Domande di studio
**1)** Riassumi in due frasi il brano su Marco Urso.
**2)** Scrivi il seguito del brano su Marco Urso, a partire dalla sua ultima frase.

Brano
^^^^^^^^^^^^^^^^

E la prima cosa che fa chiede ai genitori una tavolozza per dipingere. E loro, padre e madre, commossi e felici per quel miracolo, quasi non badano alla richiesta insolita di un figlio che si risveglia da un coma. Ma lui insiste. A quel punto i genitori chiamano un neurologo. Lo visitano. E’ tutto a posto: “dategli quello che chiede” dicono i medici.
Marco Urso è rinato così Marck Art. Si è messo a dipingere e non ha smesso più: “mi guidano gli angeli”, dice. E talvolta dipinge con un pennello in una mano e un altro nell’altra, contemporaneamente. Sì, lo so che state pensando che questa è una favola a cui è difficile credere. E magari che lui sia un millantatore. Lo pensavo anche io, lo confesso. Ma vedete: ci sono i suoi quadri a sconvolgerci e a spingerci a credere che qualcosa deve essere accaduto nella vita di questo giovane. Tanto più che lui non smette mai di puntualizzare che di arte non ne capisce niente. Fatto sta che dipingi un quadro oggi, uno domani, finisce che qualcuno che ne capisce, oltre la sua Favara, prima o poi lo avrebbe incontrato. Lo scoprono i marchesi Berlingieri, collezionisti di alto profilo che gli aprono i saloni di palazzo Mazzarino a Palermo per esporre.

^^^^^^^^^^^^^^^^

[Dati sulle espressioni referenziali]
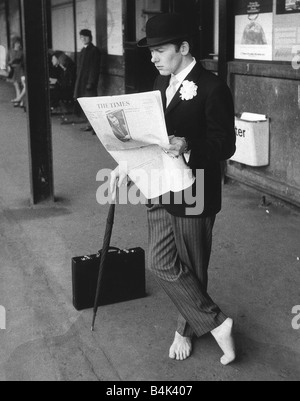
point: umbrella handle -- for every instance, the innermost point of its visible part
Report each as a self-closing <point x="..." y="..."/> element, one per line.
<point x="105" y="249"/>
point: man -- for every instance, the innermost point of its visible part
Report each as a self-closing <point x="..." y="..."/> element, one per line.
<point x="88" y="71"/>
<point x="199" y="116"/>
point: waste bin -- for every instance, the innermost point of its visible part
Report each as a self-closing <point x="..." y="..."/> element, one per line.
<point x="253" y="140"/>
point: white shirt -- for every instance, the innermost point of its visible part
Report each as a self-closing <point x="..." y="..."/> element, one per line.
<point x="180" y="78"/>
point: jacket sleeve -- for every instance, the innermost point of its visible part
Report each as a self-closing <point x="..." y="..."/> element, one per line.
<point x="218" y="143"/>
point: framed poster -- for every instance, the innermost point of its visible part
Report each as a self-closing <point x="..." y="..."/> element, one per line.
<point x="254" y="30"/>
<point x="115" y="27"/>
<point x="287" y="30"/>
<point x="288" y="6"/>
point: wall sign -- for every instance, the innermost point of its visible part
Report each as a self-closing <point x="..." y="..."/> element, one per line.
<point x="287" y="30"/>
<point x="254" y="30"/>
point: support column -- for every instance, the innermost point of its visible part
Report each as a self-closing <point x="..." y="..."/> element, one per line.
<point x="226" y="39"/>
<point x="34" y="15"/>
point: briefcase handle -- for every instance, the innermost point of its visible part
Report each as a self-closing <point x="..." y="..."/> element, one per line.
<point x="114" y="249"/>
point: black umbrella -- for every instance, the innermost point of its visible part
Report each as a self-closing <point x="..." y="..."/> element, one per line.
<point x="104" y="252"/>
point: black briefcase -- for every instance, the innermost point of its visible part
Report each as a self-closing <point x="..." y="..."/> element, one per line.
<point x="124" y="278"/>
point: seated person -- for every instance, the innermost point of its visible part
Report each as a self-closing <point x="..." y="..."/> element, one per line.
<point x="62" y="79"/>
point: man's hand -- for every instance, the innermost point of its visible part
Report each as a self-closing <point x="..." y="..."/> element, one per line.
<point x="177" y="147"/>
<point x="118" y="178"/>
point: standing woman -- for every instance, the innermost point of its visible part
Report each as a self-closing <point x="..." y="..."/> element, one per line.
<point x="16" y="63"/>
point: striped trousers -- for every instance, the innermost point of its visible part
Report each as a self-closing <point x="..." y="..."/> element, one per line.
<point x="179" y="254"/>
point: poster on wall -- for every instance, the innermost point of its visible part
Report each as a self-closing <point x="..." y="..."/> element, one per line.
<point x="287" y="30"/>
<point x="254" y="30"/>
<point x="115" y="27"/>
<point x="85" y="15"/>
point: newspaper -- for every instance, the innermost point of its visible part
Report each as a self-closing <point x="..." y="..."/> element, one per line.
<point x="132" y="128"/>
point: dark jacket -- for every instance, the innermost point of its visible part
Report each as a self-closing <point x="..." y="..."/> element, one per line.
<point x="88" y="72"/>
<point x="207" y="122"/>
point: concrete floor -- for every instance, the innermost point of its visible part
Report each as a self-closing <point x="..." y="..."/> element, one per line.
<point x="254" y="277"/>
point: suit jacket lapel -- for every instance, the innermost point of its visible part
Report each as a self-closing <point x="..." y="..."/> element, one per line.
<point x="163" y="90"/>
<point x="193" y="76"/>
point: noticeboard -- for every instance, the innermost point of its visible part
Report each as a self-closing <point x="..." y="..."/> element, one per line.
<point x="267" y="29"/>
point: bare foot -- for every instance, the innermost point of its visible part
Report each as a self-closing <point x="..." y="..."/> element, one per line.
<point x="181" y="348"/>
<point x="224" y="337"/>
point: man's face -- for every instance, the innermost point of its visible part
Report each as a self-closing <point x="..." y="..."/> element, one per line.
<point x="86" y="40"/>
<point x="167" y="59"/>
<point x="55" y="61"/>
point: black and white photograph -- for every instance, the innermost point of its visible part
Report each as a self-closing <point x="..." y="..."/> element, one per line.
<point x="150" y="193"/>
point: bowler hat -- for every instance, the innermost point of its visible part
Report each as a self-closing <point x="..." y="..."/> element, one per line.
<point x="165" y="28"/>
<point x="86" y="32"/>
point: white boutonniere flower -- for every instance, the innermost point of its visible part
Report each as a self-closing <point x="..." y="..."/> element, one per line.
<point x="189" y="90"/>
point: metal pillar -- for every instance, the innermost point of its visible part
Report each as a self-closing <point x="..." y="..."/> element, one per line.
<point x="226" y="39"/>
<point x="34" y="16"/>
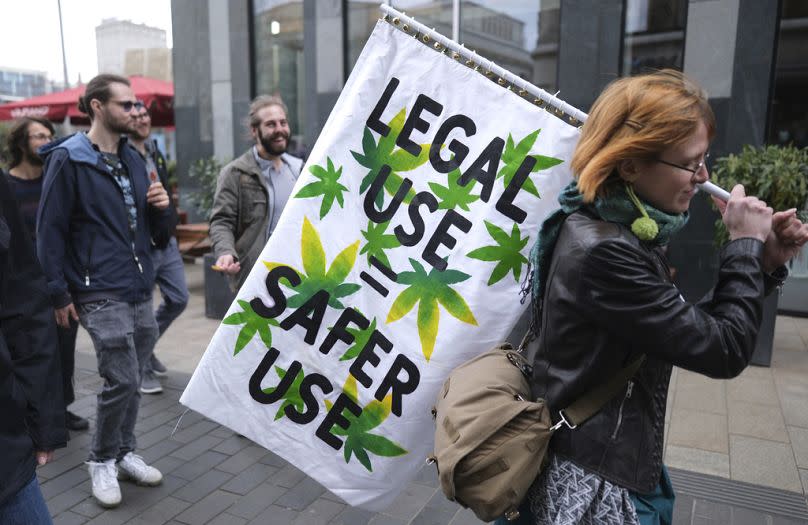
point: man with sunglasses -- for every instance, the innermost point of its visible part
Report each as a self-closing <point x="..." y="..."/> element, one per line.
<point x="169" y="269"/>
<point x="98" y="219"/>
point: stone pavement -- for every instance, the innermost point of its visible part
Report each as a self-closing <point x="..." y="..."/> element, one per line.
<point x="752" y="429"/>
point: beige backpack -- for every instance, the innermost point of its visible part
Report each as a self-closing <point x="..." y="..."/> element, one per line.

^^^^^^^^^^^^^^^^

Risposte
**1)** Appena risvegliato dal coma, Marco Urso chiede ai genitori una tavolozza e, dopo che i medici dicono di dargli quello che chiede, comincia a dipingere senza più smettere, rinascendo come Marck Art. Pur sostenendo di non capire niente di arte, viene scoperto dai marchesi Berlingieri, collezionisti che gli aprono i saloni di palazzo Mazzarino a Palermo per esporre.

**2)**
“Così Marck Art per tre anni ha cercato la strada, oppure la resurrezione…”, dice parlando di sé in terza persona come se lui “abitasse” la vita di un altro, di un artista appunto. Fino a quando nel 2014 non incontra, casualmente, Vittorio Sgarbi. Il quale, vede le opere di Marck e resta incantato. Pensa di trovarsi di fronte all’arte di Pollock, di Picasso, a un espressionismo astratto di qualità. Sgarbi si prende a cuore le sorti di questo ragazzone dal sorriso buono e le mani d’angelo e se lo porta dietro in alcune mostre, gli fa conoscere artisti e collezionisti siciliani, e finisce nelle grazie di una “magica mecenate”, come la chiama lui: Maria Celeste Bertolino, che con il marito Emerico Ballo, lo adottano artisticamente e gli mettono a disposizione un salone del meraviglioso palazzo Drago di Palermo, dove Marck mette a frutto la sua estrosa genialità e compone dipinti intensi e vibranti. “Riesco a creare un’opera in una sola ora” mi dice stropicciandosi le mani come un bambino felice. Li guardo i suoi dipinti e mi commuovo, perché so la storia che c’è dietro. Ma anche al netto di questa sua vita tormentata e infine felice, ci si incanta davvero davanti a queste opere. Un crogiolo di figure astratte, di occhi e di mani, di cuori, di passioni e di dolori, di discese e di risalite. Un’esplosione di colori come di una primavera dolorosa, intrisa di mistero. Un’esorcizzazione per lui del suo percorso faticoso.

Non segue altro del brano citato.